(Collected data)
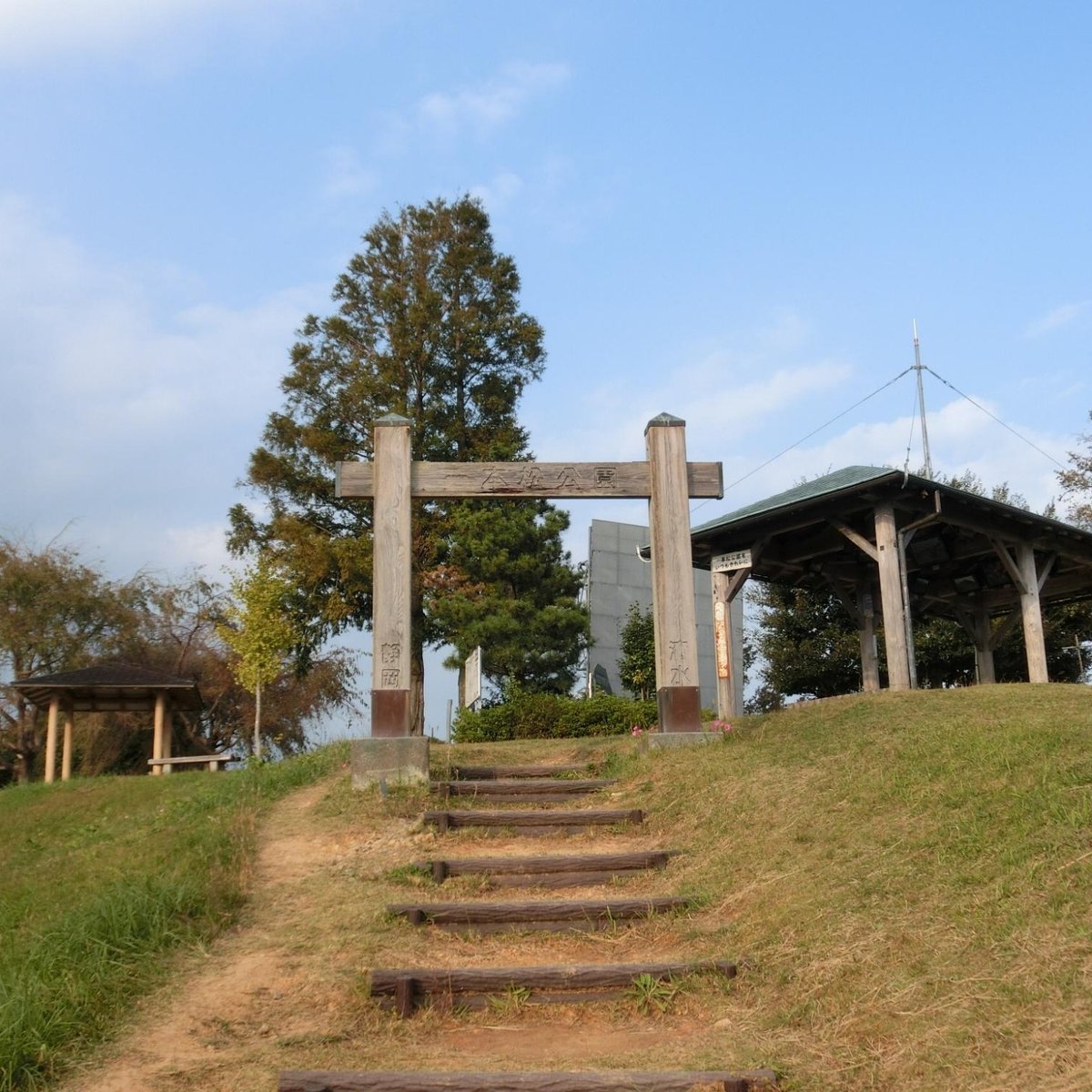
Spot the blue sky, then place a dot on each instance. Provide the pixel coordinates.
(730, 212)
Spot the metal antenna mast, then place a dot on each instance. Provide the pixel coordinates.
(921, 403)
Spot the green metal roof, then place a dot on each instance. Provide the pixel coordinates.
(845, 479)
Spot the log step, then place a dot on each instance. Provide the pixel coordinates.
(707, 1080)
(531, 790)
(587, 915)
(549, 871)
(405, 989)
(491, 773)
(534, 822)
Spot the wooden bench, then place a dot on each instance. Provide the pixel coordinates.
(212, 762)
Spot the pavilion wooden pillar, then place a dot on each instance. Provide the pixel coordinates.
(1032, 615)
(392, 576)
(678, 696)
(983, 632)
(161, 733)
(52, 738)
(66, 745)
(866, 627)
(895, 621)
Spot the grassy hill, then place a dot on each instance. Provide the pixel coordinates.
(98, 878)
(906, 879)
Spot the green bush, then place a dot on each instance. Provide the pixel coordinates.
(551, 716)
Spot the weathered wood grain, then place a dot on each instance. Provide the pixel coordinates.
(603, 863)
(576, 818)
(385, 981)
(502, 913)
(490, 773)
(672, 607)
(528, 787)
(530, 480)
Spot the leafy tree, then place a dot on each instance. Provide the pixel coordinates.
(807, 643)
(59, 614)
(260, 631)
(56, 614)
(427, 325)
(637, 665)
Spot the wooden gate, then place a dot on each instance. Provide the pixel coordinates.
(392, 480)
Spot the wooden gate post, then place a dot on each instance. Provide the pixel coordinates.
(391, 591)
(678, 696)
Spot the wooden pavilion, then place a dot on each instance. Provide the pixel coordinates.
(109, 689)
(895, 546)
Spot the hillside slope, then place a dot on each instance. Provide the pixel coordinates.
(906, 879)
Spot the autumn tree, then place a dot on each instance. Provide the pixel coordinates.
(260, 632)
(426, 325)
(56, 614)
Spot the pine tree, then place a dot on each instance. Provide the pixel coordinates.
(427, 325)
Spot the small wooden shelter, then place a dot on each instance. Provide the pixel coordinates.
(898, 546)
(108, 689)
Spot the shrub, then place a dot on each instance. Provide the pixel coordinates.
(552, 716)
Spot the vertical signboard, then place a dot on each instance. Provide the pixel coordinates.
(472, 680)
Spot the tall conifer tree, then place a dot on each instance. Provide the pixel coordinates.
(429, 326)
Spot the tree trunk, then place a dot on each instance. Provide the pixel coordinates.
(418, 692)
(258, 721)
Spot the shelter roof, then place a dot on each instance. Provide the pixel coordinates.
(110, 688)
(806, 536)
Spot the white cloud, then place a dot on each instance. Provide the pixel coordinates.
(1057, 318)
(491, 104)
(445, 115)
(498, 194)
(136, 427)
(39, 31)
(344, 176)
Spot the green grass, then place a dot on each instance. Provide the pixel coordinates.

## Given instruction
Rewrite the material from the line containing "Spot the small" through the end, swapping every "place a dot on" for "put a marker on" and leaving everything else unchanged.

## Output of the task
Spot the small wooden shelter, then put a marker on each instance. Provide the pixel coordinates.
(898, 546)
(108, 689)
Spot the shrub, then put a marker on each instance. Provide the pixel coordinates.
(552, 716)
Spot the vertical signboard, then put a marker on each instance. Provide the pixel coordinates.
(472, 680)
Spot the tall conifer tree, then put a marker on each instance. Provide the pixel coordinates.
(429, 326)
Spot the tree trunk, then put a marker on each instance. Provide the pixel coordinates.
(418, 692)
(258, 721)
Spot the shelter roof, then put a marker on each instance. Provide the pixel coordinates.
(110, 688)
(806, 536)
Spot the white cloud, then put a marker on each instance. Provide the pixel coordinates.
(1057, 318)
(491, 104)
(445, 115)
(498, 194)
(136, 427)
(39, 31)
(344, 176)
Spot the green grass, then put a marker on each instance. Provide the pixel coordinates.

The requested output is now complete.